# What this task involves
Copy the material below line for line, changing nothing.

# Task material
....................

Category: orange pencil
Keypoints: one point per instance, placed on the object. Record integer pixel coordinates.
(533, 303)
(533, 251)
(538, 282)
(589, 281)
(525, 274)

....................

# Exercise solution
Category: orange pencil
Keypoints: one point per instance, placed on the object. Record integer pixel coordinates.
(533, 303)
(533, 251)
(538, 282)
(589, 281)
(525, 274)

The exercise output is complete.